Instructions:
1 – According to the mfi(4) performance thread, what storage controller does the system use?
2 – Copy the part of the mfi(4) performance thread starting with "next in thread" and going on through "8.1 and 8.2.".

Page excerpt:
_ _ _ _ _

Skip site navigation (1)Skip section navigation (2)
Date:      Thu, 12 Jul 2012 23:47:28 -0400
From:      Steve McCoy <smccoy@greatbaysoftware.com>
To:        jhb@freebsd.org
Cc:        Charles Owens <cowens@greatbaysoftware.com>, freebsd-stable@freebsd.org
Subject:   Re: mfi(4) IO performance regression, post 8.1
Message-ID:  <4FFF9A50.40006@greatbaysoftware.com>
In-Reply-To: <4FFF34BA.9030002@greatbaysoftware.com>
References:  <4FDABA0B.5030702@greatbaysoftware.com> <201206150804.46341.jhb@freebsd.org> <4FE3DA14.9090506@greatbaysoftware.com> <4FFF301E.30603@greatbaysoftware.com> <4FFF34BA.9030002@greatbaysoftware.com>

next in thread | previous in thread | raw e-mail | index | archive | help
On 7/12/12 4:34 PM, Steve McCoy wrote:
> On 7/12/12 4:14 PM, Charles Owens wrote:
>> On Thursday, June 21, 2012 10:36:04 pm Charles Owens wrote:
>>>
>>> On 6/15/12 8:04 AM, John Baldwin wrote:
>>> > On Friday, June 15, 2012 12:28:59 am Charles Owens wrote:
>>> >> Hello FreeBSD folk,
>>> >>
>>> >> We're seeing what appears to be a storage performance regression
>>> as we
>>> >> try to move from 8.1 (i386) to 8.3.   We looked at 8.2 also and it
>>> >> appears that the regression happened between 8.1 and 8.2.
>>> >>
>>> >> Our system is an Intel S5520UR Server with 12 GB RAM, dual 4-core
>>> CPUs.
>>> >> Storage is a LSI MegaSAS 1078 controller (mfi) in a RAID-10
>>> >> configuration, using UFS + geom_journal for filesystem.
>>> >>
>>> >> Postgresql performance, as seen via pgbench, dropped by approx 20%.
>>> >> This testing was done with our usual PAE-enabled kernels.  We then
>>> went
>>> >> back to GENERIC kernels and did comparisons using "bonnie", results
>>> >> below.  Following that is a kernel boot log.

_ _ _ _ _

Material provided:

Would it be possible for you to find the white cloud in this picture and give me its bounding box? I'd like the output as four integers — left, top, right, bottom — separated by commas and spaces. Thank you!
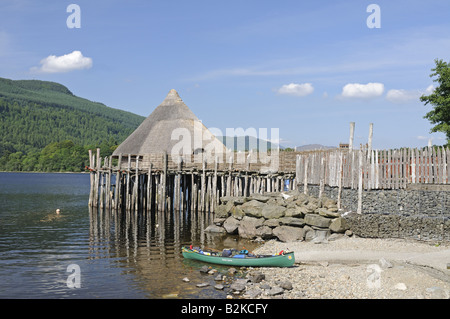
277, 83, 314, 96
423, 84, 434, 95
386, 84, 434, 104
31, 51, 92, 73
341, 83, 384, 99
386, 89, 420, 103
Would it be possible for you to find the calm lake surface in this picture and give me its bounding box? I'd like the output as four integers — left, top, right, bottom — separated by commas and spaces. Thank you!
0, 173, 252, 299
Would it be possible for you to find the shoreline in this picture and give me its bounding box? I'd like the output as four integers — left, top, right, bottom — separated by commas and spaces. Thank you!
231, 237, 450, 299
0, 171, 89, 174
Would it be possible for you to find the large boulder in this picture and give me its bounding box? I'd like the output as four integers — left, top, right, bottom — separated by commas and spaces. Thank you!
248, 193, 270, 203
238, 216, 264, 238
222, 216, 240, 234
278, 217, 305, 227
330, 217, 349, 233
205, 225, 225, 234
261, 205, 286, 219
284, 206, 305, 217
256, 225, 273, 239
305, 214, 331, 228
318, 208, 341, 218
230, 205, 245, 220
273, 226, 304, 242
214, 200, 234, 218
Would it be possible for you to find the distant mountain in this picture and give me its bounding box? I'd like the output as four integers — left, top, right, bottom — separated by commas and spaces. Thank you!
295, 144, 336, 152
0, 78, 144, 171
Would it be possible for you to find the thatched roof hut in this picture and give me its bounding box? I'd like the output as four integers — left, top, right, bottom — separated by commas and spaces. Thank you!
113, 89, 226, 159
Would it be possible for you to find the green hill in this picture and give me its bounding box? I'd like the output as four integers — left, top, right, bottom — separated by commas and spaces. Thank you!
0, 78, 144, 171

_ _ _ _ _

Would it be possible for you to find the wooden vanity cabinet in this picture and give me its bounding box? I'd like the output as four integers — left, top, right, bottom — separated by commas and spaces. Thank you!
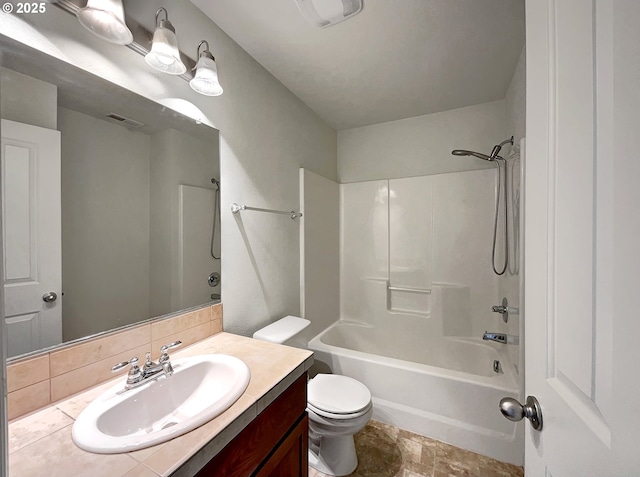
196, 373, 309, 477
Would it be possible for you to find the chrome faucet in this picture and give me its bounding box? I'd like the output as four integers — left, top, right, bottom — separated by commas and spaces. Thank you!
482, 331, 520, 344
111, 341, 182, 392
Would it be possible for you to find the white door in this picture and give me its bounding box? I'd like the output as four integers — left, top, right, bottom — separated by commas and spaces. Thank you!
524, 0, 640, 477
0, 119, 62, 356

_ _ _ _ _

Task-by-task solutions:
1 – An LSI MegaSAS 1078 controller (mfi).

2 –
next in thread | previous in thread | raw e-mail | index | archive | help
On 7/12/12 4:34 PM, Steve McCoy wrote:
> On 7/12/12 4:14 PM, Charles Owens wrote:
>> On Thursday, June 21, 2012 10:36:04 pm Charles Owens wrote:
>>>
>>> On 6/15/12 8:04 AM, John Baldwin wrote:
>>> > On Friday, June 15, 2012 12:28:59 am Charles Owens wrote:
>>> >> Hello FreeBSD folk,
>>> >>
>>> >> We're seeing what appears to be a storage performance regression
>>> as we
>>> >> try to move from 8.1 (i386) to 8.3.   We looked at 8.2 also and it
>>> >> appears that the regression happened between 8.1 and 8.2.